It seemed like all of their dreams were coming true. They were both at medical school, working to achieve their goals, and the title of Medical Doctor seemed like just one more thing they would have in common.

Twin Sisters Battle School’s Claims In 2016

But in their second year of medical school, their dreams of becoming doctors came crashing down. Kayla and Kellie were taking a test in May 2016, seated at the same table but about 4-5 feet away from each other. Unbeknownst to the twins, their behavior during the exam was being closely monitored. A faculty member was remotely supervising the test from a computer and asked a proctor to keep an eye on the two. The proctor noticed that the two women were moving at nearly the same speed through the test. The watchers noted the Binghams were also giving the same incorrect answers, which sent up alarm bells.

And the exam proctor later noted that the twins both “nodded their heads during the examination, and occasionally pushed back from their computers, looked around the classroom, or shuffled their scratch paper.”

Two weeks later, the women were accused of cheating by the school. They ardently defended themselves to the school’s Honor Council, saying that they were just nodding at their computer screens, not each other. After an initial guilty finding, a dean reversed the decision and said that the women were innocent of cheating.

Here’s an image of the sisters celebrating the fact that they’d become clinical students from Kellie’s Facebook back in June 2016.

Incident Causes Sisters To Leave School

But the damage had been done. The Honor Court proceedings were not kept confidential and somehow leaked to the entire student body. Exacerbating the issue, some students believed the Binghams had connections in high places that resulted in their reinstatement. Instantly, Kayla and Kellie became ostracized on campus, with other students being openly hostile to them.

Collected data.
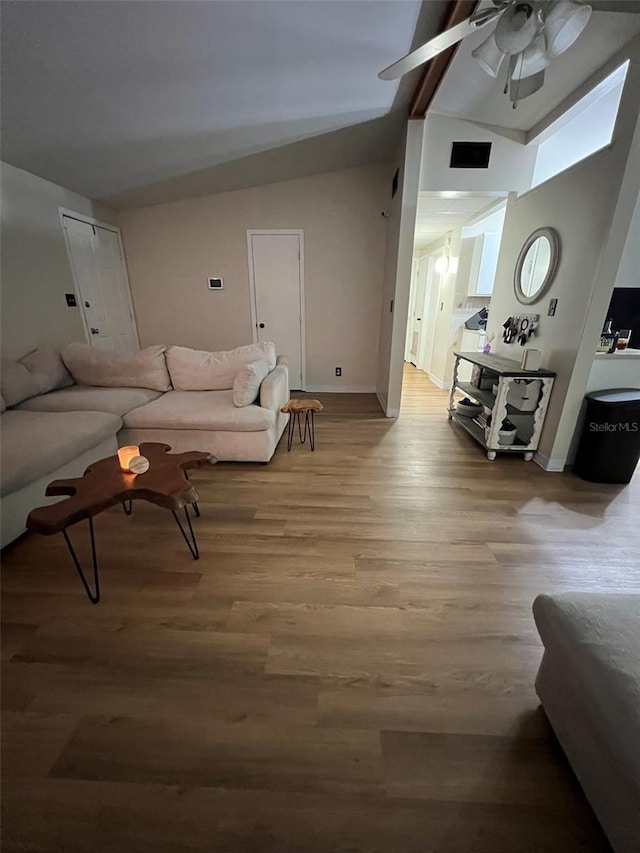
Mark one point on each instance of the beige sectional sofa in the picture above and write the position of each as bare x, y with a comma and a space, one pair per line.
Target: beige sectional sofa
66, 410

Set of tasks.
- A) In the account of the twin sisters at medical school, how far apart were Kayla and Kellie seated during the May 2016 test?
- B) Go on with the account of the twin sisters at medical school, picking up after its last sentence.
The data play no part in what comes next.

Results in order.
- A) They sat at the same table, about 4-5 feet apart.

- B)
“It happened wherever we went,” Kayla told Insider. “People would gossip about us and we’d get a cold reception. It got to the point when we had to order delivery because we couldn’t go to restaurants anymore.”

The situation became so unbearable that both women quit medical school, following advice from a dean.

“It honestly killed me,” Kellie told Insider. “I’d dreamed about being a doctor since I was little — Kayla and I wanted to help people.”

In this 2015 Facebook post on Kellie’s page, the sisters are pictured with a pet:

Binghams Bring Defamation Case But Move Forward

But, after leaving MUSC in September 2016, they decided they weren’t going to go down without a fight. The twins brought a defamation lawsuit against the university the following year, saying that their reputations were unduly harmed without cause.

It took five years, but finally, the Bingham sisters have cleared their names: A Charleston, South Carolina court recently decided that the Binghams did not cheat on the test and that the school was in the wrong for putting them through such public scrutiny and destroying their reputations. The sisters were awarded $1.5 million ($750,000 each) in damages.

Many experts testified during the trial on the women’s behalf, including Nancy Segal, a psychologist who specializes in the study of twins and genetics.

“They are genetically predisposed to behave the same way,” Segal told Insider. “They’ve been raised the same and are natural partners in the same environment.”

A former professor of the women also spoke up, saying that they had given nearly identical answers in the past even when they were nowhere near each other.

Segal says she would have been surprised if this wasn’t the case, and that she would expect to see similar scores in twins like the Binghams. She also said that it is common for identical twins to be accused of cheating, due to the fact they often give similar answers to tests or use the same wording on papers.

Here the two are at a University of South Carolina game in 2019.

In other words, great minds really do think alike, especially when it comes to identical twins. And while the Binghams might have quit medical school, they found a new dream to share: They both went on to University of South Carolina Law School, and yes … they graduated with almost identical GPAs and now work at the same law firm in South Carolina doing the same job.